Referring expression data:
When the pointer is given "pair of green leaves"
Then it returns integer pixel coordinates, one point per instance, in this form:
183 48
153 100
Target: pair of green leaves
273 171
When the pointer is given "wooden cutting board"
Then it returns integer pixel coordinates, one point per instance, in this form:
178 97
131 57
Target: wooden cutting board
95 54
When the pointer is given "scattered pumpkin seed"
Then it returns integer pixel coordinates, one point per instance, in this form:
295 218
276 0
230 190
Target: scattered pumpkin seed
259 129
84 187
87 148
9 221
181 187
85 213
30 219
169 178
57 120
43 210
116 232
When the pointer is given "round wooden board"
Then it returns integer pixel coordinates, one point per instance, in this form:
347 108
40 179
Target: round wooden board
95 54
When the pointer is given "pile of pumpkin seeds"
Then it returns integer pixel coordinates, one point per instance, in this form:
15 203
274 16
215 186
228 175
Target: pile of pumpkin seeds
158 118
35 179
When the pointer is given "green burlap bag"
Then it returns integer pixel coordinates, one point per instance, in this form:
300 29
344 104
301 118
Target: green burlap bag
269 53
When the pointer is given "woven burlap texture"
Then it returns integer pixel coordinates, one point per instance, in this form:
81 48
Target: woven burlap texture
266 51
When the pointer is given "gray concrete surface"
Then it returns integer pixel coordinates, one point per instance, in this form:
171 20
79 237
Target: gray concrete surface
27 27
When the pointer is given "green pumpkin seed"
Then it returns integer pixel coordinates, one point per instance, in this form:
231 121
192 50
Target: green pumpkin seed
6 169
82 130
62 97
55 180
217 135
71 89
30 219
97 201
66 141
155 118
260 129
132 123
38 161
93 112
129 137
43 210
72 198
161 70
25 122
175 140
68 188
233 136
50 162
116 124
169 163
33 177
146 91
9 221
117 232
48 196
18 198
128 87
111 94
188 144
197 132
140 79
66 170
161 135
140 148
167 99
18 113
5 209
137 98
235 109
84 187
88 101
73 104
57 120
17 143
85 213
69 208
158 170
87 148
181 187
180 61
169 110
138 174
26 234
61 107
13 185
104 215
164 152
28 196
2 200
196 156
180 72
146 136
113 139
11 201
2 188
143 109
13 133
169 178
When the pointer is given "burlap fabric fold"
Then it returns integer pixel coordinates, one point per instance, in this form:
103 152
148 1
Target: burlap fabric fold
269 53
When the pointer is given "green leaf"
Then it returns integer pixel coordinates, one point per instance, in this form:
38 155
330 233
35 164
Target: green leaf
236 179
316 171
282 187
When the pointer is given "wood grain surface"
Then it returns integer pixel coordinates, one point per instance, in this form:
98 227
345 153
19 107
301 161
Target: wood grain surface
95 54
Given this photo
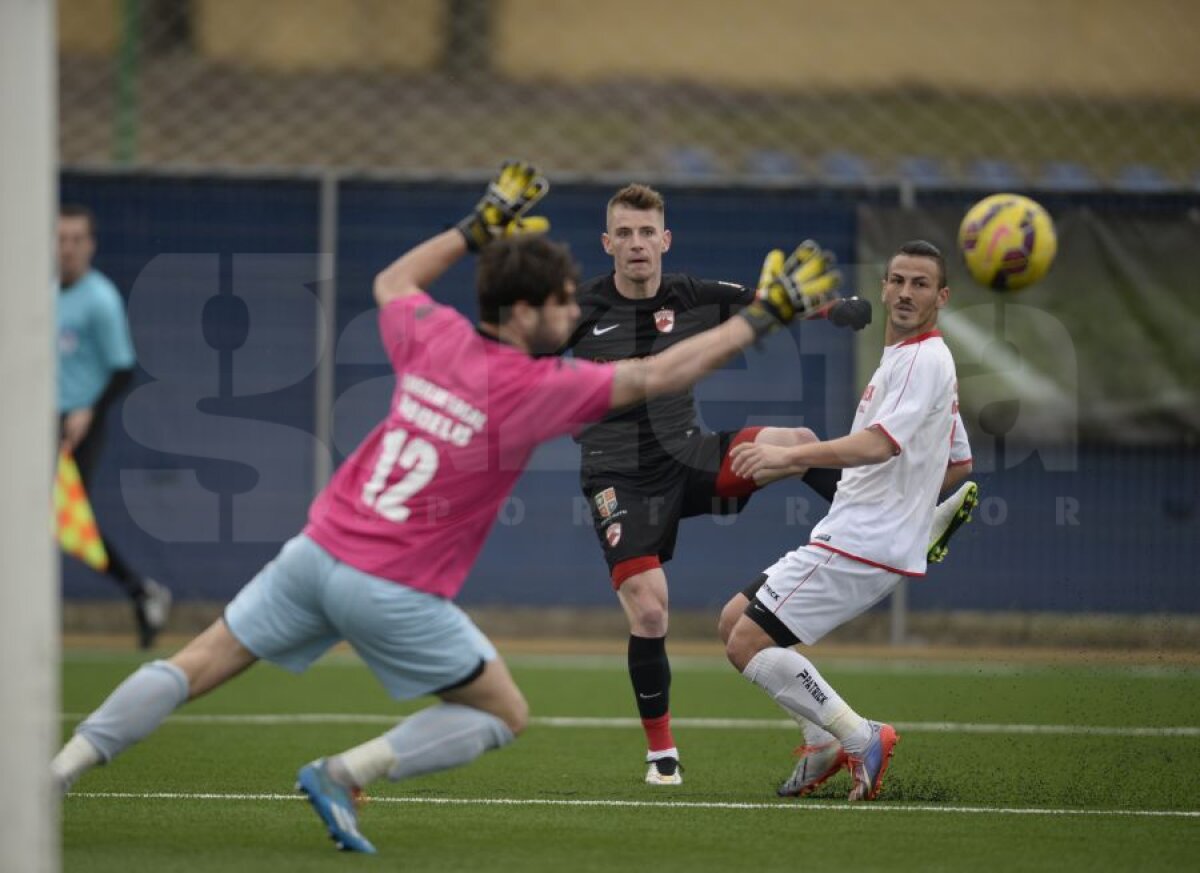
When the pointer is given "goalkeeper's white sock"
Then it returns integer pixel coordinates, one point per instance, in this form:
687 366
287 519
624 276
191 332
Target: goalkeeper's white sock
438 738
796 685
76 758
135 709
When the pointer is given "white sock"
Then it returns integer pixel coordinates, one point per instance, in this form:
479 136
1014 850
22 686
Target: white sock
76 758
814 734
796 685
364 764
438 738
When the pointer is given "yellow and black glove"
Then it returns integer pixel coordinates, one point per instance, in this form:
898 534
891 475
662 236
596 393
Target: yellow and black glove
502 211
797 287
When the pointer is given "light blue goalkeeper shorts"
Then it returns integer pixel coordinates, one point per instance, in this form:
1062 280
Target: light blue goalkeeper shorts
305 601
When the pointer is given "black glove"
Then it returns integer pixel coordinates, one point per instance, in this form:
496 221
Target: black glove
502 210
801 286
851 312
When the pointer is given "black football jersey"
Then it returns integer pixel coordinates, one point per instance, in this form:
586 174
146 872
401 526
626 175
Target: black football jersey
613 327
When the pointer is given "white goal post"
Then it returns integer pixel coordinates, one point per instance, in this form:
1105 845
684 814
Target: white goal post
29 590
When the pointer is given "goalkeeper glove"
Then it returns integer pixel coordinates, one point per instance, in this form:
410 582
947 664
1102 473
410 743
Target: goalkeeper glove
502 211
801 286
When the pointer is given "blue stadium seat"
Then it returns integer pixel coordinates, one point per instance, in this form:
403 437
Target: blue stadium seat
923 170
846 168
773 163
1067 175
690 162
994 173
1141 178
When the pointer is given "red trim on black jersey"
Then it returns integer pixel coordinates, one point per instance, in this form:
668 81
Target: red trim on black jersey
633 566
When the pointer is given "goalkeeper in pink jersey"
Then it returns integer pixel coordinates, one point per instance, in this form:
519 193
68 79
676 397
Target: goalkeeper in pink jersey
391 539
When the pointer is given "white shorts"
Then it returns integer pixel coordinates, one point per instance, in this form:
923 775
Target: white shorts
814 590
305 601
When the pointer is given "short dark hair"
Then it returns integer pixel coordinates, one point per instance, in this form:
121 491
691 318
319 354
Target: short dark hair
77 210
923 248
532 269
637 197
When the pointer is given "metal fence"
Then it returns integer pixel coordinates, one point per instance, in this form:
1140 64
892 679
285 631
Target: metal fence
1062 94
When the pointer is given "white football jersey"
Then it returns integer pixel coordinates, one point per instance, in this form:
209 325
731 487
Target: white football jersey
882 513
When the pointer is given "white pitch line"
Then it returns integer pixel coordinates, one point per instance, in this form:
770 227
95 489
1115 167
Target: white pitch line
286 718
670 805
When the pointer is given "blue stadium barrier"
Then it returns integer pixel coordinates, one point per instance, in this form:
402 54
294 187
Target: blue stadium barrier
774 164
923 170
1140 178
846 168
994 174
1068 175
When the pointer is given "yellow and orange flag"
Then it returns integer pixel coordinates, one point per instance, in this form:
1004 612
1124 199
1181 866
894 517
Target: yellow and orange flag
78 534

**Work to be completed:** Print out the records in full and exactly, dropping every picture.

**Answer to the exercise:**
When the pointer is given "pair of green leaves"
Then it returns integer pixel coordinates, one point per instance, in this form:
183 48
153 100
Target: pair of green leaves
273 171
When the pointer is given "wooden cutting board"
Then it returns integer pixel coordinates, one point per instance, in this form:
178 97
131 57
Target: wooden cutting board
95 54
When the pointer is given "scattered pumpkin seed"
Then it returns integer pixel coordinates, one point per instance, in this form:
295 218
276 0
230 190
Target: scattered pumpkin seed
259 129
84 187
87 148
9 221
181 187
85 213
30 219
169 178
57 120
43 210
116 232
When the pointer is given "round wooden board"
Then it returns integer pixel coordinates, one point per instance, in this form:
347 108
40 179
Target: round wooden board
95 54
When the pointer is given "pile of pumpkin seeds"
Then it returns integer pixel coordinates, one point per instance, in this form:
15 203
274 16
215 186
228 175
Target: pile of pumpkin seeds
158 118
35 179
When the pointer is given "green burlap bag"
Then it returns integer pixel coordinates, one point per instance, in this form:
300 29
344 104
301 118
Target: green burlap bag
269 53
When the pointer is given "woven burlap texture"
Then it returns integer pixel coordinates, one point per instance, in this form:
81 48
Target: woven burlap texture
266 51
When the pointer is given "gray concrete surface"
Then it returns integer pixel coordinates, one point per instance, in this form:
171 20
79 237
Target: gray concrete surface
27 27
When the pointer is given "green pumpkin seed"
Then it returns integer pixel coordinates, one point per instance, in this form:
231 121
192 50
Target: green pumpkin seed
6 169
82 130
62 97
55 180
217 135
71 89
30 219
97 201
66 141
155 118
260 129
132 123
38 161
93 112
129 137
43 210
72 198
161 70
25 122
175 140
68 188
233 136
50 162
116 124
169 163
33 177
146 91
9 221
117 232
48 196
18 198
128 87
111 94
188 144
197 132
140 79
66 170
161 135
140 148
167 99
18 113
5 209
137 98
235 109
84 187
88 101
73 104
57 120
17 143
85 213
69 208
158 170
87 148
181 187
180 61
169 110
138 174
26 234
61 107
13 185
104 215
164 152
28 196
2 200
196 156
180 72
146 136
113 139
11 201
2 188
143 109
13 133
169 178
When the pointer is given "burlap fabric fold"
Then it returns integer pixel coordinates, one point per instance, in this form:
103 152
148 1
Target: burlap fabric fold
269 53
When the pointer is given "green leaf"
Then it returns integer pixel coordinates, one point per instance, in this form:
38 155
330 233
35 164
Target: green leaf
236 179
316 171
282 187
When the pointer is given "wood grain surface"
Then it returns integer pixel coordinates, one point per instance, in this form:
98 227
345 153
19 107
301 161
Target: wood grain surface
95 54
Given this photo
When the pointer is given "goalkeeper's white sock"
Then it returns integer pixel coordinates, one point per instance, in this form:
687 366
287 519
624 276
191 332
Target: goalkeeper's white sock
438 738
796 685
76 758
135 709
When the pointer is given "white sock"
Then it returns integer pixel coordinates, one point per instance, in this form:
479 136
1014 850
22 686
Target: white sock
76 758
814 734
796 685
364 764
438 738
When the pointer is given "yellow and black glove"
Then it returns integer pixel coordinates, one point per instance, in this form:
898 534
891 475
662 236
596 393
Target: yellow and black glove
502 211
797 287
When the pointer is given "light blue goalkeeper shorts"
Then it returns integer pixel coordinates, one point per instance, in this form:
1062 280
Target: light blue goalkeeper shorts
305 601
When the pointer is given "black glove"
Then it returns integer pixel coordinates, one point per instance, in this form:
496 221
Target: black glove
502 210
801 286
851 312
When the pointer is given "black football jersey"
Then it returns integer pixel coordinates, one point per instance, in this form:
586 174
146 872
401 526
626 175
Target: black football jersey
613 327
When the pointer is given "white goal post"
Then it returns integer pixel coordinates, one point per instance, in this form:
1105 845
684 814
Target: white goal post
29 590
When the pointer is given "goalkeeper glove"
Then it returns integer pixel coordinates, one point per instance, in this form:
410 582
947 664
1102 473
410 743
Target: goalkeeper glove
502 211
801 286
When the pointer is given "blue stadium seat"
Then it returns integer pixel coordinates, one point per instance, in this form:
403 437
Target: blue stadium seat
923 170
846 168
773 163
1067 175
690 162
994 173
1141 178
When the pointer is given "red trim on black jersey"
Then it returns integer pixel coordinates, one point per instance, in this form:
668 81
Target: red trim on black jersey
633 566
When the pointer is given "goalkeeper in pink jersey"
Then it returns integer pixel coordinates, one point per instance, in this form:
519 193
68 79
676 397
Target: goalkeeper in pink jersey
391 539
When the pointer is given "white shorts"
Then it returns integer pixel coordinates, one point per instance, in this form:
923 775
Target: white shorts
814 590
305 601
When the pointer is given "short dark hair"
Then it returns integer pixel coordinates, one point per instance, in this form:
121 491
691 318
319 354
Target: short dark hair
77 210
923 248
532 269
637 197
When the pointer is given "metal fence"
Then it returns integer pixel coordinates, one point per instance, in this form:
1140 64
892 679
285 631
Target: metal fence
1062 94
When the pointer is given "white football jersey"
Then it returns integer pixel coordinates, one point per instance, in this form:
209 325
731 487
Target: white football jersey
882 513
When the pointer is given "white pitch line"
Then it returns integer pixel coordinates, one point per instance, in this form:
770 227
95 489
1115 167
Target: white pitch line
286 718
670 805
When the pointer is given "blue stadium barrier"
Then it returns integer pixel coordinates, one point per instance, in this form:
402 54
294 187
Target: blue stadium barrier
774 164
923 170
1140 178
846 168
994 174
1068 175
When the pointer is given "yellow and orange flag"
Then it returns integer pixel coordinates, one point per instance, in this form:
1004 612
1124 199
1181 866
894 517
Target: yellow and orange flag
78 534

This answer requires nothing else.